#### DIRECTIONS FOR THIS TASK
Give again, word for word, each line from the top of the listing through the line that holds "x=357 y=436".
Segment Open
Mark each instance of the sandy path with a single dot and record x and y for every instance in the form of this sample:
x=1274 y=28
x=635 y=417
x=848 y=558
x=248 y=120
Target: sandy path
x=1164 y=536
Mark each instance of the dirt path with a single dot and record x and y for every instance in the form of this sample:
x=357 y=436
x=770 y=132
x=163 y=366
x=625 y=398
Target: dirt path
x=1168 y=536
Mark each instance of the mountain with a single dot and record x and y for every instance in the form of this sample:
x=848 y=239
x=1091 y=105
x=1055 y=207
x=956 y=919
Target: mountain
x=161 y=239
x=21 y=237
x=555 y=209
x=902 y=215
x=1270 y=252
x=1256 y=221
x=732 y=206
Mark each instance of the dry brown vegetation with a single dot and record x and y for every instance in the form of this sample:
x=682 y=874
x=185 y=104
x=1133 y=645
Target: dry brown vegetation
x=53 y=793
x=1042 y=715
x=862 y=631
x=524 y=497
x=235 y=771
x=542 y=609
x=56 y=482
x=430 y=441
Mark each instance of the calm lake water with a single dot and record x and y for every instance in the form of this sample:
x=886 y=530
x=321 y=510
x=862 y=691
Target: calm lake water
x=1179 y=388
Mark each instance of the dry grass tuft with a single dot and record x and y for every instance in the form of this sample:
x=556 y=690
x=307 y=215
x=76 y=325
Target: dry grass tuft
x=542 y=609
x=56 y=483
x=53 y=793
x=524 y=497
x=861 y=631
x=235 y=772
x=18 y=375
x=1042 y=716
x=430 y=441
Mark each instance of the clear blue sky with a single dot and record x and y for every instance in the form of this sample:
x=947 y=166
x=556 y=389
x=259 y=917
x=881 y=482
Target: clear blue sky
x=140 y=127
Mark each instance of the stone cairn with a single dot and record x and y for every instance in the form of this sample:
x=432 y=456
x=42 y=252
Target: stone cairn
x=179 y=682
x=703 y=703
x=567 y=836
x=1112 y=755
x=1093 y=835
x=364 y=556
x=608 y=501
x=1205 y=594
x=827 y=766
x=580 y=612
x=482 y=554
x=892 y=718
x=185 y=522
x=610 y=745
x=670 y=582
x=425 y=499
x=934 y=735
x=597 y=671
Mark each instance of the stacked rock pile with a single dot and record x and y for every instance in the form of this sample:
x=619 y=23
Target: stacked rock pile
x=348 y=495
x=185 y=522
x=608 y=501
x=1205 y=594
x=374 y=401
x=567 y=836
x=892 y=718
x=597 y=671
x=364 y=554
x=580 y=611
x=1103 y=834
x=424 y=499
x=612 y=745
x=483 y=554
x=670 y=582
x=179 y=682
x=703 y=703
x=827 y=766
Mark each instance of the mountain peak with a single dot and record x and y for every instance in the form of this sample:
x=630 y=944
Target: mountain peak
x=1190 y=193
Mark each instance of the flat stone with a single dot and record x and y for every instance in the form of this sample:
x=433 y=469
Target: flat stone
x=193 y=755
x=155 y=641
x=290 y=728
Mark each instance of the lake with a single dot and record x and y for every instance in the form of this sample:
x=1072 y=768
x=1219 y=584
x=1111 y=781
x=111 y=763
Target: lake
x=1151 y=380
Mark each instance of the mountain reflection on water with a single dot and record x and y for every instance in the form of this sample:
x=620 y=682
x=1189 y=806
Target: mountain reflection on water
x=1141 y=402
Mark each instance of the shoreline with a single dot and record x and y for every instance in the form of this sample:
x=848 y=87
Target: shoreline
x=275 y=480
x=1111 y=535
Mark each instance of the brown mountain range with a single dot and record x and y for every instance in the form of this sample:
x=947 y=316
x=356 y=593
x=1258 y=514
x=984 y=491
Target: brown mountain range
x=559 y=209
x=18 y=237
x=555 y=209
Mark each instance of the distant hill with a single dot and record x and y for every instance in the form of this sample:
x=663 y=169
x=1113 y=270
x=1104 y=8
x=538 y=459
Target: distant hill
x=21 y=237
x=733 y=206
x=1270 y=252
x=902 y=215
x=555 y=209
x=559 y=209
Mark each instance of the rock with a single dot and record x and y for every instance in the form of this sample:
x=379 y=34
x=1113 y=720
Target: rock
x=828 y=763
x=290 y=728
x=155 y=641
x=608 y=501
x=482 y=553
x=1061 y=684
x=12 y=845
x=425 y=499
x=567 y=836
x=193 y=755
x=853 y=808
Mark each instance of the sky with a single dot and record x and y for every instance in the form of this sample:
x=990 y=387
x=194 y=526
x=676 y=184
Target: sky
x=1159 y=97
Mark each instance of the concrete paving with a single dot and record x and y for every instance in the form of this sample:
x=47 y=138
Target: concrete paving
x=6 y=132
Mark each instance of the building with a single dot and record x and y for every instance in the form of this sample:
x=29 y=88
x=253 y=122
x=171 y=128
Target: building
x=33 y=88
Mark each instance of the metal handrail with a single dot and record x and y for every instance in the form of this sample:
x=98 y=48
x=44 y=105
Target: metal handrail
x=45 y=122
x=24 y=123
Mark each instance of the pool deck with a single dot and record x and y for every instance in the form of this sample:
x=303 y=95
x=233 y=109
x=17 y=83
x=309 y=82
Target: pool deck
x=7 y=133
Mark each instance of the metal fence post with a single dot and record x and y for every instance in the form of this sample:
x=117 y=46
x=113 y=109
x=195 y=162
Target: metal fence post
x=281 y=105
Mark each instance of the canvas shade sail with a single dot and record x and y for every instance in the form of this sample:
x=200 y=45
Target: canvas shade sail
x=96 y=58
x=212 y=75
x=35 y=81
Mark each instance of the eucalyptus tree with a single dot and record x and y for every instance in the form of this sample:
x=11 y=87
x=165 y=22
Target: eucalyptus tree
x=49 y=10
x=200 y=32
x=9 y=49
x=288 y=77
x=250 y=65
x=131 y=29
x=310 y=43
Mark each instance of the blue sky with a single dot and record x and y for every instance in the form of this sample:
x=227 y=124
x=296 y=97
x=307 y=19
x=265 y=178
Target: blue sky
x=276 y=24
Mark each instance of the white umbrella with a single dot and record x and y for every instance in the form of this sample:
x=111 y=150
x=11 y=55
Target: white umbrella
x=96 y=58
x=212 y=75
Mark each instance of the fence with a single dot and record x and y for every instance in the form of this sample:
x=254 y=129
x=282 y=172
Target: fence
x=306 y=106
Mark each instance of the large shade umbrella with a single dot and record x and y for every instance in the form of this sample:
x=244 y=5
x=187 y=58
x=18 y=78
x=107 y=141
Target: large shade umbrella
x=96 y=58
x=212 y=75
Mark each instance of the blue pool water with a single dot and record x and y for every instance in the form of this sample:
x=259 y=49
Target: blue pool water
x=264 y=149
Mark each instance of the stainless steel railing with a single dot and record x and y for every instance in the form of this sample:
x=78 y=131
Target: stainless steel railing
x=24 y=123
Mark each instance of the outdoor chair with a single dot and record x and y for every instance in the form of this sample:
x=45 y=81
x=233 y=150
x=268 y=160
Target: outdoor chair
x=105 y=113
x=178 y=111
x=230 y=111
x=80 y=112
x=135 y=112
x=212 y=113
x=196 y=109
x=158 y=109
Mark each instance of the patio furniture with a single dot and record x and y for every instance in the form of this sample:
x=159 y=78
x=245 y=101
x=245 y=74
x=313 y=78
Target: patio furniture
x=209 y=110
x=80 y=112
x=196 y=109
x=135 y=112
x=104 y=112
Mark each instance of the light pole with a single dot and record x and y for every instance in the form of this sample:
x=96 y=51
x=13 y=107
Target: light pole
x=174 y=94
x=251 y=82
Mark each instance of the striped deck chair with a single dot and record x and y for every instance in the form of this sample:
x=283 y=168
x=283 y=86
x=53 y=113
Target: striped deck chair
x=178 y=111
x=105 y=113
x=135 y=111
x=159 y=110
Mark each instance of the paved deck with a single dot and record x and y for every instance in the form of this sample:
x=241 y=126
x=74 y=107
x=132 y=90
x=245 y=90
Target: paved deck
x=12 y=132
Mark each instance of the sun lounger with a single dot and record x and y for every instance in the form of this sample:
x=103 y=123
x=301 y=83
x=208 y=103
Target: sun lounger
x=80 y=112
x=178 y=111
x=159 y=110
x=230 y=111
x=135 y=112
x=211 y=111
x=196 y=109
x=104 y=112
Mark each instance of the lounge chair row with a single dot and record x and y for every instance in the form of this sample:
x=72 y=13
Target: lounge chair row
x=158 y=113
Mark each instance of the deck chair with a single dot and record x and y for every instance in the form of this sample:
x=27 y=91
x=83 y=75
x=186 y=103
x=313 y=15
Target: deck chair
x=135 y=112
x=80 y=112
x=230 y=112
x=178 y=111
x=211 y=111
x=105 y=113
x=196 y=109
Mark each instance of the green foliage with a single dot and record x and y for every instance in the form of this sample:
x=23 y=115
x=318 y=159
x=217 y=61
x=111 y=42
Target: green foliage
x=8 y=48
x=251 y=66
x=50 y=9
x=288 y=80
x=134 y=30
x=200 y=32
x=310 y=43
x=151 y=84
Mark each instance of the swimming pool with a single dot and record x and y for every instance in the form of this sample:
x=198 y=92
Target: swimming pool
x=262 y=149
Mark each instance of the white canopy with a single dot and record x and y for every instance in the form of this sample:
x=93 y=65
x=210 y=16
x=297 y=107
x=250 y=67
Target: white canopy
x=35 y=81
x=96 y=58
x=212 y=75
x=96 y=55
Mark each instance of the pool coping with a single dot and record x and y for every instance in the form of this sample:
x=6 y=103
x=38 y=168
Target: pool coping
Segment Closed
#### YOUR RESPONSE
Mark each instance of the sandy path with a single dot and record x and y for every instance in the form of this sample:
x=1274 y=28
x=635 y=417
x=848 y=558
x=248 y=120
Target: sandy path
x=1164 y=536
Mark each instance of the dirt path with a single dot and record x and y for every instance in the form of this sample:
x=357 y=436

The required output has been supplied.